Problem A | From the article on the economic outlook, list each thing the author says the central bank can't do.
Problem B | In the article on the economic outlook, what second-quarter contraction does the median consensus estimate call for?
Problem C | Continue the article on the economic outlook from its final paragraph, picking up after the sentence about Republicans and the federal deficit.

Selected excerpt |
____
Video Update: The Economic Road From Here
In the following video presentation, I look at where the economy has been and, more importantly, where it’s probably going. I amplify my remarks in the article below.
Despite the gloom pervading the global economy, U.S. stocks closed sharply higher on Monday. Fueling investor confidence were encouraging reports on a potential coronavirus vaccine, as well as hopes that the Federal Reserve will somehow keep the stock market afloat.
I contend that investors are in denial on both counts.
Even if a vaccine were possible, it would take several months and massive research and development costs to develop. “Magical thinking” is trying to conjure a fast cure.
In a 60 Minutes interview on Sunday, Federal Reserve Chair Jerome Powell offered encouraging words: “There’s a lot more we can do. We’ve done what we can as we go. But I will say that we’re not out of ammunition by a long shot.”
True, the Fed has provided considerable monetary stimulus. But the central bank can’t print corporate earnings, it can’t make a vaccine, and it can’t push wary consumers into stores, restaurants and airplanes.
Meanwhile, the economy remains in the worst shape since the soup kitchens and bread lines of the 1930s. In pre-market futures trading Tuesday morning, stocks were poised to open lower. Volatility continues amid coronavirus-induced uncertainty.
The World Economic Forum released a report on Tuesday that showed half of risk managers expected bankruptcies and industry consolidation in 2020, with a wave of mergers and acquisitions as strong companies gobbled up weakened players.
The U.S. economy is on track to post a massive loss from the coronavirus pandemic in the second quarter. We got a glimpse of the damage from first quarter data, which showed a 4.8% decline. But we’re due to take a bigger hit.
The median consensus estimate now calls for a whopping second-quarter contraction of 31.6%, the worst quarterly decline in growth since the end of World War II. In his Sunday television interview, Jerome Powell admitted that the economy might not recover until 2021.
In March and April, a decade of robust job growth was wiped out. The unemployment rate is expected to soar in coming months, with many full-time workers pushed into part-time jobs or not working at all
Supposedly “temporary” furloughs are showing signs of becoming permanent. In the post-COVID world, many of these jobs are likely to be replaced by robotics and automation. That’s why one of the biggest post-pandemic investment themes will be robotics/artificial intelligence.
The U.S. labor market will carry coronavirus scars, long after the pandemic has faded. Fed Chair Powell has called for additional fiscal stimulus, which appears stymied at this point. The U.S. House last Friday passed a $3.3 trillion stimulus package but the GOP-led Senate is balking. Republicans cite the ballooning federal deficit as the main reason for their reticence.
____
Exercise data |
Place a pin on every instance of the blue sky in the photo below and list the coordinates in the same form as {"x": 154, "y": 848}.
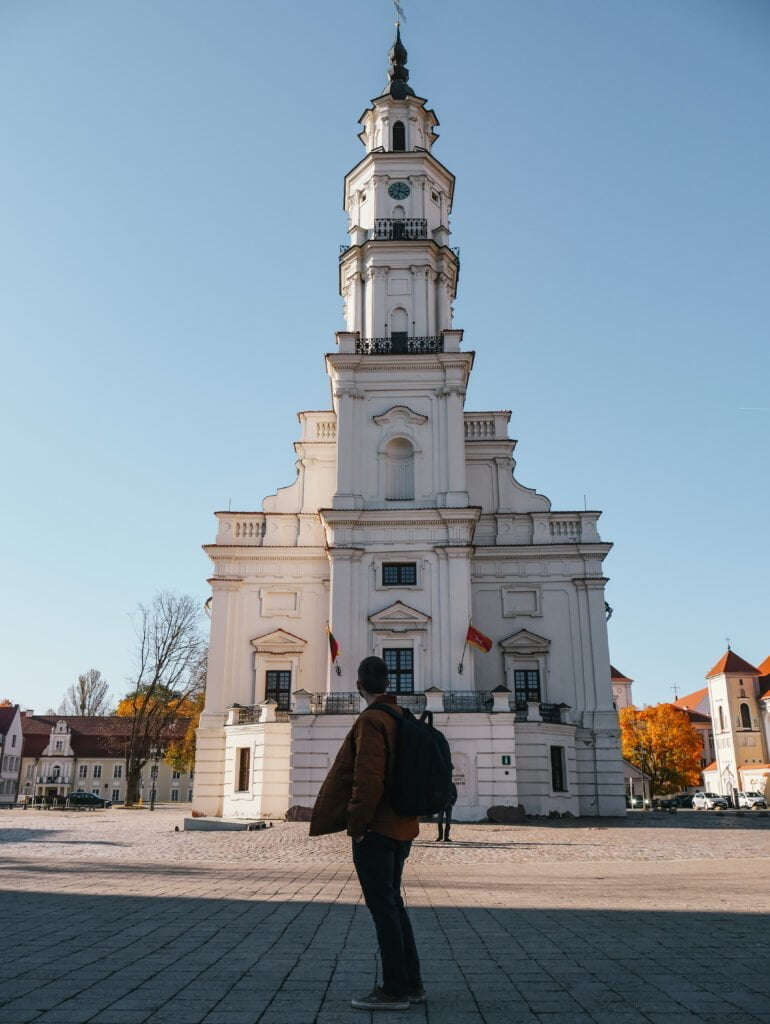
____
Response A |
- Print corporate earnings
- Make a vaccine
- Push wary consumers into stores, restaurants and airplanes

Response B | A contraction of 31.6%.

Response C |
The U.S. Labor Department reported last week that more than 2.9 million Americans filed unemployment insurance during the week ending May 9, exceeding expectations of 2.7 million new claims. The new claims brought the total to 36.5 million over the past two months. The jobless numbers this week are expected to be bad as well.
The Labor Department reported last week that the U.S. Producer Price Index (PPI) declined 1.3% last month, the most since April 2009. In the 12 months through April, the PPI decreased 1.2%, the biggest drop since November 2015. The plunge in economic activity caused by the coronavirus is generating deflation, a corrosive phenomenon that afflicted world economies in the 1930s.
Big corporations are lobbying for federal bailouts and thousands of small businesses face bankruptcy.
The economic carnage is global. European Union officials reported last week that industrial output in March in the euro zone (the 19 countries that share the euro as a common currency) was 11.3% lower than in February. That was the largest month-to-month decline since records began in 1991.
Energy demand destruction is clobbering major oil producers and threatens to destabilize regions such as the Middle East. It’s not just average Americans who are having trouble paying their bills. Petro-states, notably Saudi Arabia and Russia, are grappling with depleted national treasuries.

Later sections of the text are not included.